--- start MATERIAL ---

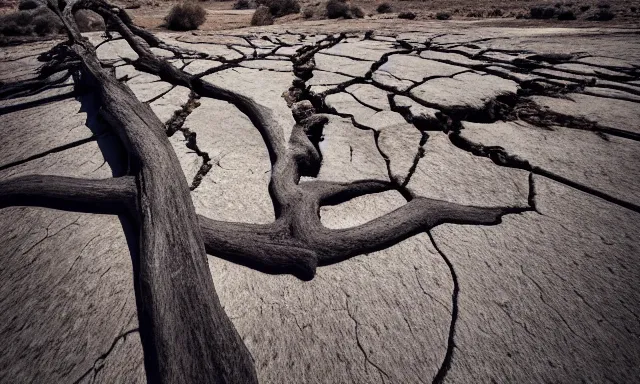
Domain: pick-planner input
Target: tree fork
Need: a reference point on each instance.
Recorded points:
(186, 334)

--- end MATERIAL ---

DIRECTION
Render every line of the records above as a Markdown table with the columns Row and Line, skipping blank lines. Leave the pictures out of the table.

SOLVED PROBLEM
| Row | Line |
|---|---|
| 1 | Domain: pick-planner input |
| 2 | Target: tree fork |
| 3 | Need: a reference point on each instance. |
| 4 | Recorded points: |
| 5 | (186, 334) |